AUSGANGSTEXT:
------------------------
Praktisch jeder meiner Kollegen ist sportlich. Spontan fällt mir wirklich keiner ein, der nicht sportlich ist. Sport ist dabei natürlich ein breit gefächertes Wort, aber es ist immer so gemeint, dass jemand selbst Sport treibt. Zuschauen tun sicherlich auch alle gerne, aber selbst Sport machen, ist eben bei praktisch jedem auch ein großer Zeitvertreib. Jetzt ist es nicht so, dass alle Triathleten sind, oder versuchen einer zu sein, so wie ich. Es gibt Kollegen die Läufer sind, Kampfsportler, Radfahrer oder Cross Fit Athleten. Da wir ein internationales Team in verschiedenen Büros auf der ganzen Welt sind, arbeiten wir derzeit auch unter vollkommen unterschiedlichen Bedingungen, mit und ohne Kontaktverbot, mit und ohne Ausgangssperre. Alle Triathleten und Radfahrer verabreden sich deshalb um gemeinsam auf Zwift zu fahren, per Meet-up.

Ich habe da ja so meine Zweifel, ob das eine gute Idee ist. Die Herren, die sich für das heutige Zwift Meet-up angemeldet haben kenne ich zwar nicht alle persönlich, aber die, die ich kenne, sind Teufelsfahrer. Sie fahren ganz bestimmt einen ordentlich Tritt und ich werde höchstwahrscheinlich schnell abgehängt. Wenn man an einem Zwift Meet-up teilnimmt kann der der Meet-up Organisator allerdings eine sogenannte Gummibandfunktion einstellen. Die sorgt dann dafür, dass die Gruppe, egal was jeder einzelne Tritt, zusammenbleibt. Erfreulicherweise stellt mein Kollege diese Funktion ein und so essen der Zeugwart und ich heute früh zu Abend, damit ich pünktlich auf der Strecke bin.

Sammeln am Straßenrand

Natürlich online, also nur virtuell, die Kontaktsperre wird voll umgesetzt. Zwift ist eine beliebte Plattform, komplett gezeichnet. Im Gegensatz zu FulGaz fahre ich hier nicht durch richtige Landschaften, sondern bin im Comic unterwegs. Überpünktlich finde ich mich ein, finde aber die Zwift Meet-up Funktion nicht. Ich weiß also nicht, ob mich das Zwift Meet-up tatsächlich abholt oder einsaugt, oder wie ich sicher stelle, dass ich teilnehme. 5 Minuten vor dem vereinbarten Start, erscheint dann aber ein Schaltfeld am Bildschirmrand, mit der Aufschrift Meet-up. Aha. Ich drücke drauf und stehe pedalierend auf einem Rollentrainer am Straßenrand.

Um mich rum stehen noch weitere, die allerdings einfach nur stehen und ihren Rollentrainer nicht zufällig auf der Straße aufgebaut haben. Wir sehen am Straßenrand, auf der Straße selbst ist die Hölle los. Hier fahren so viele Avatare mit ihren Rädern rum, dass man wirklich froh sein kann, dass die nicht alle gleichzeitig auf der Straße unterwegs sind. Das wäre ja ansonsten wie in Kopenhagen. So richtig voll. Dann macht fahren auch keinen wirklichen Spaß. Zumindest mir nicht. Sowas kann ja jeder anders sehen.
------------------------
BEREITGESTELLTE DATEN:
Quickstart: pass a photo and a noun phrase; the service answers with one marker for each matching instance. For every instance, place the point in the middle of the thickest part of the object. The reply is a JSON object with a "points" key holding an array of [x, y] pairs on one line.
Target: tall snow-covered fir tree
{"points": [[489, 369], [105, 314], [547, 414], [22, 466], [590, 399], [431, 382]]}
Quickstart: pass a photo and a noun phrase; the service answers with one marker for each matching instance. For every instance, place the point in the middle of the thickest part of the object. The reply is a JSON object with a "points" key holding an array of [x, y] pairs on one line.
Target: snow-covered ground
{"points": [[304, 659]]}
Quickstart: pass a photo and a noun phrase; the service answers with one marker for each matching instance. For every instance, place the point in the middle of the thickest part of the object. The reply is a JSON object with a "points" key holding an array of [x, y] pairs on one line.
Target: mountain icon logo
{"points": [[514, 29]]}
------------------------
ZIEL 1: Gib den Absatz, der mit „Ich habe da ja so meine Zweifel“ beginnt, aus dem Text über das Zwift-Meet-up als knappe Stichpunktliste in der Ich-Form wieder. Die wesentlichen Fakten sollen erhalten bleiben.
ZIEL 2: Entscheide für jede der folgenden Aussagen mit Ja oder Nein, ob sie dem Text über das Zwift-Meet-up entspricht, und zitiere jeweils die ausschlaggebende Stelle wörtlich: (a) Auf Zwift fährt man durch richtige Landschaften. (b) Kurz vor dem vereinbarten Start erscheint ein Schaltfeld mit der Aufschrift Meet-up. (c) Alle Kollegen sind Triathleten.
ZIEL 3: Führe den Text über das Zwift-Meet-up im Anschluss an seinen letzten Satz weiter.
Die Datensätze spielen hierbei keine Rolle.

SCHRIFTLICHE ANTWORT 1:
- Zweifel, ob die Teilnahme eine gute Idee ist
- Nicht alle Herren, die sich für das heutige Zwift Meet-up angemeldet haben, sind mir persönlich bekannt, die bekannten aber sind Teufelsfahrer.
- Wahrscheinlich werde ich schnell abgehängt.
- Der Meet-up-Organisator kann eine Gummibandfunktion einstellen, die die Gruppe unabhängig vom Tempo jedes Einzelnen zusammenhält.
- Mein Kollege stellt diese Funktion ein.
- Der Zeugwart und ich essen heute früh zu Abend, damit ich pünktlich auf der Strecke bin.

SCHRIFTLICHE ANTWORT 2:
(a) Nein: „Im Gegensatz zu FulGaz fahre ich hier nicht durch richtige Landschaften, sondern bin im Comic unterwegs.“
(b) Ja: „5 Minuten vor dem vereinbarten Start, erscheint dann aber ein Schaltfeld am Bildschirmrand, mit der Aufschrift Meet-up.“
(c) Nein: „Jetzt ist es nicht so, dass alle Triathleten sind, oder versuchen einer zu sein, so wie ich.“

SCHRIFTLICHE ANTWORT 3:
Die Uhr für das Meet-up zählt runter und ich stelle fest, dass meine Wattzahl pro Kilogramm Körpergewicht deutlich unter denen meiner Kollegen liegt. Anscheinend funktioniert das Gummiband aber wirklich ganz ok, denn ich habe die Herren immer im Blick. Es ist zwar nicht so, dass wir stets als Gruppe zusammengerottet sind, aber ich bin auch nicht vollkommen abgehängt. Das wäre bei der Fahrerei im richtigen Leben natürlich unmöglich. Die gemeinsame Fahrt am Donnerstag haben meine Kollegen mit lockeren 20km angegeben. Montags fahren sie auch zusammen, allerdings geht’s da mehr zur Sache.

Noch mehr?

Da ich hier gerade mit 37km/h unterwegs bin, weiß ich wirklich nicht, was die mit „mehr zur Sache“ meinen. Wie viel mehr kann es denn auf dem Rad bitte zur Sache gehen, als 37km/h? Die fahren doch niemals im Leben einfach nur so zum Spaß Rad? Alle Avatare der Männer in meiner grün unterlegten Zwift Meet-up Gruppe treten zwischen 2,5 und 3 Watt/Kg Körpergewicht. Ich dachte ja, die arbeiten alle Vollzeit in meinem Unternehmen und wir sind deshalb Trainingszeitmäßig auf einem Level. Aber, dem scheint definitiv nicht so zu sein. Die Kollegen sind einfach allesamt deutlich besser trainiert.

Besonders lustig finde ich, dass bei der Ankündigung, wir fahren heute den Box Hill in London hoch, einer schreibt, dass man nicht auf ihn warten muß. Äh. Ich fänd das schon ganz nett, wenn man auf mich warten würde. Aber gut. Ich schreib dazu mal besser nichts, sondern konzentriere mich einfach auf die Fahrerei. Der Box Hill, hier in der Zwift Comic Welt, geht mit 10% Berg hoch, da kann ich nicht noch zusätzlich etwas eintippen. Ich trete also was das Zeug hält und meine grün unterlegten Kollegen sind tatsächlich gar nicht so weit weg. Das Gummiband in dieser Zwift Meet-up Gruppe, scheint also ganz gut zu funktionieren.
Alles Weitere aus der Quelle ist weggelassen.